PROBLEMS AND TASKS →
1. Name every song title mentioned in the Krov za krov album text.
2. Write the next part of the Krov za krov album text, picking up after its final sentence.

SOURCE EXTRACT →
Кровь За Кровь (Russian for Blood for Blood; transliterated as Krov' za krov) is the fifth studio album by Russian heavy metal band Aria. It was released in 1991. Krov za krov was the band's first album to be released by a private record label rather than state company Melodia.

Track listing

Lyric themes
 "Farewell Norfolk!" tells of the mythical disappearance of a 1/5 battalion of the Norfolk Regiment in 1915, during the Gallipoli Campaign.
 "Zombie" tells a horror story about a zombie who rises from his grave to avenge his murder.
 "Antichrist" features a view of the Book of Revelation from the devil's point of view. According to several band members, the song was influenced by The Omen horror films franchise. Later Valery Kipelov refused to sing that song at any concerts due to his religious views and fans' wrong understanding of the song.

INFORMATION PROVIDED →
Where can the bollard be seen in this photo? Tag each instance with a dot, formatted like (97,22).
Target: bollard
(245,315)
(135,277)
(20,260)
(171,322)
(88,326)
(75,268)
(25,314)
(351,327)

THE RESPONSES →
1. "Farewell Norfolk!", "Zombie", "Antichrist"

2.
 "You'd Better Believe Me" is a sequel to "Hero of Asphalt", telling of the deceased biker's post-death experience.
 "Blood for Blood" is about the fate of Pontius Pilate, and is based on the novel The Master and Margarita by Mikhail Bulgakov.
 The song "You'd Better Believe Me" was translated into English and was featured on Aria's compilation album Shtil'.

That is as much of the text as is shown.